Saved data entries
________
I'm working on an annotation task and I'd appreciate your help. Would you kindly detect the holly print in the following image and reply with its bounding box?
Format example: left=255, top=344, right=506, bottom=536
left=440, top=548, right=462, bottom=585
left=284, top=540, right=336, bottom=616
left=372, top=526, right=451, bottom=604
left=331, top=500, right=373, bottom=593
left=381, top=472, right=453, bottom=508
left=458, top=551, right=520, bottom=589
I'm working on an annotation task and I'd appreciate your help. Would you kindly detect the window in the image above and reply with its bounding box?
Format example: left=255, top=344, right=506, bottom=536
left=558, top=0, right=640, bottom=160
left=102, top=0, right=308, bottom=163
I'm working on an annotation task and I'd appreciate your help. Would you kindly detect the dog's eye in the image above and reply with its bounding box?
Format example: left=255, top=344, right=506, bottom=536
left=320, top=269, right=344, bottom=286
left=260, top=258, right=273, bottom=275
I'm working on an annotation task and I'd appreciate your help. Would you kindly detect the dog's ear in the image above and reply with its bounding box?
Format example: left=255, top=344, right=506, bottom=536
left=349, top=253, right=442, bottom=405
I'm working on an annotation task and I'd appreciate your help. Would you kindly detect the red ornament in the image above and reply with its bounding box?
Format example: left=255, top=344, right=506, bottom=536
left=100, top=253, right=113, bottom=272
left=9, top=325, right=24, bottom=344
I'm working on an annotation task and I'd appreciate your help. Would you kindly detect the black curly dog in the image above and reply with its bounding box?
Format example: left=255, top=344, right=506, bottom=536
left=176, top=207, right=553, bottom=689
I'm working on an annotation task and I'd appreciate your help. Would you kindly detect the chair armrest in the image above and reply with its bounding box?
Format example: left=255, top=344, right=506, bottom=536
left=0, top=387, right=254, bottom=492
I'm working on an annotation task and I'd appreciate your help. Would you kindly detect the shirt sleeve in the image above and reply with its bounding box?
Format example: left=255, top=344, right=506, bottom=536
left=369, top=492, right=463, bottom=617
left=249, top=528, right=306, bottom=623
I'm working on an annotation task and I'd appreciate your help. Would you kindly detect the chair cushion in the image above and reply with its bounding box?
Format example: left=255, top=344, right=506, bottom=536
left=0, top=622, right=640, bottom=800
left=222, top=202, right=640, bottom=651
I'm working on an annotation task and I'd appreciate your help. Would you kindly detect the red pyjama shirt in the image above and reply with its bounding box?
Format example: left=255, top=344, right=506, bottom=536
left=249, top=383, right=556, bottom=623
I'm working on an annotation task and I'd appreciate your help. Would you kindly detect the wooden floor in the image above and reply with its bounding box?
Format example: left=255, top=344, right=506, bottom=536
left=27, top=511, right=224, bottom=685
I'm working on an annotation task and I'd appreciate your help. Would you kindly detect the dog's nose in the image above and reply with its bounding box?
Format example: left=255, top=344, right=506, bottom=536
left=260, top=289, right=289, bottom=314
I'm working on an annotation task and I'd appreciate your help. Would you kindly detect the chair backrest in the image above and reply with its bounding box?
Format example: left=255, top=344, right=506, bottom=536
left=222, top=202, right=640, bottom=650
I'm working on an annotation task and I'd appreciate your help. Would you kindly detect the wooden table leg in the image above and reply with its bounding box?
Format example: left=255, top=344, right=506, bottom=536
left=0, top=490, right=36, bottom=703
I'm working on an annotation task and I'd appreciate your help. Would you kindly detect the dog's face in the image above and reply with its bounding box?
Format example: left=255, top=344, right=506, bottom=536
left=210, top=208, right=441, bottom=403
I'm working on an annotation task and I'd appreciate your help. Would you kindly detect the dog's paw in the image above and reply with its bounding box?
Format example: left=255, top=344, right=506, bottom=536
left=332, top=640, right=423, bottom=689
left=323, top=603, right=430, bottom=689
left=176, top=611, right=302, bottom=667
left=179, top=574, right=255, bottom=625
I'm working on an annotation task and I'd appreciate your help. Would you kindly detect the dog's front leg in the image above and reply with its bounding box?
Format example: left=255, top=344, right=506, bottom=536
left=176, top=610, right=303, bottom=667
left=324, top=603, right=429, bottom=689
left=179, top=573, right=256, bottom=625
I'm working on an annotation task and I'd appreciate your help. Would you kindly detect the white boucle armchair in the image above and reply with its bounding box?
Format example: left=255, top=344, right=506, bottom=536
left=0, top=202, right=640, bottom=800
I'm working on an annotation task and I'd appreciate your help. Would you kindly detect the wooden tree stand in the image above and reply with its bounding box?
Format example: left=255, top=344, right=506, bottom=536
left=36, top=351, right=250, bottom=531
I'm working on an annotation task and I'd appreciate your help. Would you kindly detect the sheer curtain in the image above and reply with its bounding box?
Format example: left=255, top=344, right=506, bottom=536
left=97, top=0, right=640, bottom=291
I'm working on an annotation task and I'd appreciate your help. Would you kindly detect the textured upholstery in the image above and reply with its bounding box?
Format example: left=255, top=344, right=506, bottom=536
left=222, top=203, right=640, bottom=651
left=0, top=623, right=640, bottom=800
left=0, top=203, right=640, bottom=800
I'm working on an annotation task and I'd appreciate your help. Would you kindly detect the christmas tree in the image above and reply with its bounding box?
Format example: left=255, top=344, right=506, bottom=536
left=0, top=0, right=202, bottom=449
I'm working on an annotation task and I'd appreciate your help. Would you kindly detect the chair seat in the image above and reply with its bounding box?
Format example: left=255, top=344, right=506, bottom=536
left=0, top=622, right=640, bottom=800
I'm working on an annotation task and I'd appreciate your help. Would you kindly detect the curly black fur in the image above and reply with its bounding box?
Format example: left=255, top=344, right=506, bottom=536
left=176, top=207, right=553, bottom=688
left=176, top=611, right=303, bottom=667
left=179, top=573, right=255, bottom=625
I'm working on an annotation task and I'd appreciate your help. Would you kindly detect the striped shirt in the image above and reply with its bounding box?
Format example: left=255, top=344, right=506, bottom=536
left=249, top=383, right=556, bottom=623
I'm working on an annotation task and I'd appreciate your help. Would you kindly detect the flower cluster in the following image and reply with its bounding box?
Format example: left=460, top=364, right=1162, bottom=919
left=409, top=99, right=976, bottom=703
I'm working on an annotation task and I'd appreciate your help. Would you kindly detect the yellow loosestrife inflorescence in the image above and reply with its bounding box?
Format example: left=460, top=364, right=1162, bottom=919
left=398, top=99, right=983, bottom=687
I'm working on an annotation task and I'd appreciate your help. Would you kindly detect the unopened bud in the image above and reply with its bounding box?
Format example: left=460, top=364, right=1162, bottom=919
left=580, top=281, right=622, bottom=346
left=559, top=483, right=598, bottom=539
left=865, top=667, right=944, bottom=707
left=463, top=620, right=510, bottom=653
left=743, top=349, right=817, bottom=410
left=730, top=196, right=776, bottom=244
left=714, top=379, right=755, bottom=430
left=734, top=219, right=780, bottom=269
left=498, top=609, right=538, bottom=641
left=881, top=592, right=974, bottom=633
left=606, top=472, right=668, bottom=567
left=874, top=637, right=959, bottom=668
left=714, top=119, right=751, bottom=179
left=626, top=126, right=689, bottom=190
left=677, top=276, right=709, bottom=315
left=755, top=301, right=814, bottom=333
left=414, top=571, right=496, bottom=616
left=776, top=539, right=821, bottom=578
________
#### [Set problem]
Give all of the records above as a two-column CSV with the headers text and answer, one row per record. Put each record's text and its answer in a single quoted field apiece, with line breaks replaced by spaces.

#### [The reply]
text,answer
"I'm working on an annotation task and I'd appreciate your help. Would you kindly detect the holly print in the following image and reply with its bounding box? Format example: left=255, top=344, right=506, bottom=536","left=440, top=548, right=462, bottom=585 left=284, top=540, right=336, bottom=616 left=372, top=526, right=451, bottom=604 left=331, top=500, right=373, bottom=593 left=381, top=472, right=453, bottom=508 left=458, top=551, right=520, bottom=589"
"I'm working on an annotation task and I'd appreciate your help. Would you kindly detect the window in the image above and reply with its bounding box? Format example: left=255, top=344, right=506, bottom=536","left=558, top=0, right=640, bottom=160 left=102, top=0, right=308, bottom=163"
"I'm working on an annotation task and I'd appreciate your help. Would you kindly detect the dog's eye in the image above and reply with its bounding box? Format example: left=255, top=344, right=506, bottom=536","left=320, top=269, right=344, bottom=286 left=260, top=258, right=273, bottom=275"
"I'm working on an annotation task and I'd appreciate your help. Would you kindly detect the dog's ear in the image above and reply with its bounding box? Format example: left=255, top=344, right=506, bottom=536","left=349, top=253, right=442, bottom=405"
"I'm working on an annotation task and I'd appreciate your help. Would you kindly detect the red ornament in the image above and reply with its bounding box? Format example: left=255, top=344, right=506, bottom=536","left=100, top=253, right=113, bottom=272 left=9, top=325, right=24, bottom=344"
"I'm working on an annotation task and I'd appreciate your help. Would you kindly detect the black curly dog in the image above and reply with its bounding box? Format example: left=255, top=344, right=506, bottom=536","left=176, top=207, right=553, bottom=689"
"I'm working on an annotation task and I'd appreciate your help. Would you kindly detect the chair armrest in the image above and reply with its bounding box? Format example: left=255, top=344, right=506, bottom=536","left=0, top=387, right=254, bottom=492"
"I'm working on an annotation task and I'd appreciate your help. Would you kindly detect the shirt sleeve in the image above and reply with its bounding box? Format example: left=255, top=344, right=506, bottom=536","left=369, top=492, right=463, bottom=617 left=249, top=528, right=306, bottom=623"
"I'm working on an annotation task and I'd appreciate your help. Would you kindly detect the chair cushion in the image above and reply with its bounding box? Format example: left=255, top=344, right=506, bottom=536","left=0, top=622, right=640, bottom=800 left=222, top=202, right=640, bottom=651"
"I'm working on an annotation task and I'd appreciate your help. Would you kindly detect the red pyjama shirt in the image above and reply with its bounding box? Format example: left=255, top=344, right=506, bottom=536","left=249, top=383, right=556, bottom=623"
"I'm working on an annotation task and I'd appreciate your help. Would you kindly detect the wooden floor in the image above and reply with its bounding box? Format example: left=255, top=344, right=506, bottom=536","left=27, top=511, right=224, bottom=685"
"I'm working on an annotation task and I'd appreciate your help. Would you kindly detect the dog's nose in the image above and reply with its bounding box? Format example: left=255, top=344, right=506, bottom=536","left=260, top=289, right=289, bottom=314"
"I'm working on an annotation task and I'd appreciate your help. Would you kindly detect the chair backrest in the image above and reply with its bounding box? Format example: left=255, top=344, right=506, bottom=536","left=222, top=202, right=640, bottom=650"
"I'm working on an annotation task and I'd appreciate your help. Would you kindly detect the wooden table leg in the image above and reply with its bounding box? Format example: left=255, top=344, right=506, bottom=536","left=0, top=490, right=36, bottom=703"
"I'm working on an annotation task and I'd appreciate your help. Would you kindly detect the dog's face in the image above and reply with its bounding box? Format example: left=255, top=344, right=506, bottom=536","left=210, top=208, right=441, bottom=403"
"I'm working on an annotation task and I'd appreciate your help. Would you kindly detect the dog's paw in the image above and reply with its bounding box? Format example: left=255, top=344, right=506, bottom=536","left=332, top=640, right=423, bottom=689 left=323, top=603, right=430, bottom=689 left=176, top=611, right=302, bottom=667 left=179, top=574, right=255, bottom=625"
"I'm working on an annotation task and I'd appreciate your help. Would you kindly detect the dog's front leg in the image above and reply with its bounding box? Format example: left=255, top=344, right=506, bottom=536","left=176, top=610, right=303, bottom=667 left=324, top=603, right=429, bottom=689 left=179, top=573, right=256, bottom=625"
"I'm working on an annotation task and I'd appreciate your help. Would you kindly detect the white boucle armchair in the image above and reply with its bounding box? Format example: left=255, top=344, right=506, bottom=536","left=0, top=202, right=640, bottom=800"
"I'm working on an annotation task and I'd appreciate your help. Would you kindly detect the wooden tree stand in the image above and reply with its bounding box? Format example: left=255, top=344, right=506, bottom=536","left=36, top=351, right=250, bottom=531"
"I'm working on an annotation task and I'd appreciate your help. Would you kindly detect the sheer curtain in the image above and reply with its bounding box? Format example: left=255, top=344, right=506, bottom=536","left=97, top=0, right=640, bottom=291"
"I'm working on an annotation task and I'd appreciate your help. Would you kindly detect the textured upholstery in the image above and reply with its bounding box? Format example: left=255, top=344, right=506, bottom=536","left=222, top=203, right=640, bottom=651 left=0, top=623, right=640, bottom=800 left=0, top=203, right=640, bottom=800"
"I'm working on an annotation task and I'd appreciate your help. Would you kindly detect the christmas tree in the image above and reply with its bounding box? Format example: left=255, top=344, right=506, bottom=536","left=0, top=0, right=202, bottom=449"
"I'm working on an annotation task and I'd appreciate your help. Would you kindly detect the chair seat in the image above and reply with its bounding box? Format example: left=255, top=344, right=506, bottom=536","left=0, top=622, right=640, bottom=800"
"I'm working on an annotation task and I'd appreciate your help. Would you kindly detect the curly black fur in the image above and reply with its bounding box? Format example: left=255, top=344, right=506, bottom=536","left=176, top=207, right=553, bottom=688 left=176, top=611, right=303, bottom=667 left=179, top=573, right=255, bottom=625"
"I'm working on an annotation task and I'd appreciate your help. Would you kindly detect the striped shirt in the image above and reply with its bounding box? Format example: left=255, top=344, right=506, bottom=536","left=249, top=383, right=556, bottom=623"
"I'm working on an annotation task and I'd appreciate your help. Would you kindly detect the flower cluster in the following image and reply with its bounding box? Format example: left=460, top=364, right=1162, bottom=919","left=409, top=99, right=976, bottom=703"
"I'm working on an annotation task and I'd appreciate your help. Would you kindly detect the yellow loosestrife inflorescence in the image above and reply with its bounding box? Format example: left=460, top=364, right=1162, bottom=919","left=398, top=99, right=983, bottom=687"
"I'm working on an annotation task and I'd appreciate your help. Would you kindly detect the unopened bud in the image above and reply with its bounding box? Format example: left=460, top=364, right=1162, bottom=919","left=580, top=281, right=622, bottom=346 left=559, top=483, right=598, bottom=539 left=865, top=667, right=944, bottom=707 left=463, top=620, right=510, bottom=653 left=743, top=349, right=817, bottom=410 left=730, top=196, right=776, bottom=244 left=714, top=379, right=755, bottom=430 left=734, top=219, right=780, bottom=269 left=498, top=609, right=538, bottom=641 left=881, top=592, right=974, bottom=633 left=606, top=472, right=668, bottom=567 left=874, top=637, right=959, bottom=668 left=714, top=119, right=751, bottom=179 left=626, top=126, right=689, bottom=190 left=677, top=276, right=709, bottom=315 left=755, top=301, right=814, bottom=333 left=414, top=571, right=496, bottom=616 left=776, top=539, right=821, bottom=578"